In the lines below, swap every "in this frame" for "in this image" and leave everything else unchanged.

Records for the exercise:
_ _ _ _

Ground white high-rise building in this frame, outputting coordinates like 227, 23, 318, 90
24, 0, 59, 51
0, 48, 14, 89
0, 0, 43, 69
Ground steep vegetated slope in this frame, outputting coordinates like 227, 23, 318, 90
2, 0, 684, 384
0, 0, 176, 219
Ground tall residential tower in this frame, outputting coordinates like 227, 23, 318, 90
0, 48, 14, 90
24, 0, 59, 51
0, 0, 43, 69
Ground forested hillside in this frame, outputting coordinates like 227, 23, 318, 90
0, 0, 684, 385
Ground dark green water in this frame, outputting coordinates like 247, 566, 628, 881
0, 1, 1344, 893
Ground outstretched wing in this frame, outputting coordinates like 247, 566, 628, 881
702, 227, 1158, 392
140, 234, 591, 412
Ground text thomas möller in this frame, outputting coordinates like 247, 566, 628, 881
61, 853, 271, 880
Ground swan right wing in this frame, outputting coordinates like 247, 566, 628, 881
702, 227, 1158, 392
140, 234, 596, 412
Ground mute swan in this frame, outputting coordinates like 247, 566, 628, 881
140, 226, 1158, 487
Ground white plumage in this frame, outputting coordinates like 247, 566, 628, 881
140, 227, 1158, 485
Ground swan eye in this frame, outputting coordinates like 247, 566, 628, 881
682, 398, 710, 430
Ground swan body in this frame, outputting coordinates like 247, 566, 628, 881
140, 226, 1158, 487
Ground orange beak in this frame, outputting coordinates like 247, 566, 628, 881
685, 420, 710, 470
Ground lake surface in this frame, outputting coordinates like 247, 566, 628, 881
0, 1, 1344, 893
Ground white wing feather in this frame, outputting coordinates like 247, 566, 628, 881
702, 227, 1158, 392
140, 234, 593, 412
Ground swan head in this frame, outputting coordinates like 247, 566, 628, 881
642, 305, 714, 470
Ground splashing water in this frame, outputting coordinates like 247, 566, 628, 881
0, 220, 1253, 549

_ _ _ _

Answer:
Ground white high-rise building in this image, outputting coordinates like 227, 23, 318, 90
24, 0, 59, 51
0, 48, 14, 89
0, 0, 43, 69
Ground steep vegetated slope in this image, outputting coordinates like 227, 23, 318, 90
2, 0, 684, 384
0, 0, 176, 219
Ground tall residential tower in this image, outputting coordinates like 227, 23, 318, 90
0, 48, 14, 90
24, 0, 59, 51
0, 0, 43, 69
Ground forested hillside in this image, outputting coordinates like 227, 23, 318, 90
0, 0, 684, 385
Ground dark green water in this image, outputting coordinates like 247, 566, 628, 881
0, 1, 1344, 893
Ground outstretched wing in this image, outputting coordinates like 247, 566, 628, 881
702, 227, 1158, 392
140, 234, 591, 412
Ground text thomas möller in this image, outputting coordinates like 247, 566, 628, 881
61, 853, 271, 880
Ground swan right wing in this image, outputting coordinates like 247, 566, 628, 881
702, 227, 1158, 392
140, 234, 596, 412
Ground mute swan in this image, outputting coordinates like 247, 566, 628, 881
140, 226, 1158, 487
Ground white plumage in this image, outputting coordinates like 247, 566, 628, 881
140, 227, 1158, 485
Ground swan eye in this image, outputting coordinates like 247, 566, 628, 881
682, 398, 710, 430
Ground swan body in this image, outputting coordinates like 247, 566, 628, 881
140, 226, 1158, 487
Ground orange beak in this image, outputting coordinates like 247, 566, 628, 881
685, 420, 710, 470
Ground lake surface in this image, outputting coordinates like 247, 566, 628, 881
0, 1, 1344, 893
Ground white wing feather in this image, outputting coordinates like 247, 566, 628, 881
702, 227, 1158, 392
140, 234, 593, 412
Ground swan head in this image, outputting coordinates like 247, 566, 628, 881
642, 305, 714, 470
Ground splashing water in this image, outputting coordinates like 247, 566, 628, 881
0, 220, 1253, 549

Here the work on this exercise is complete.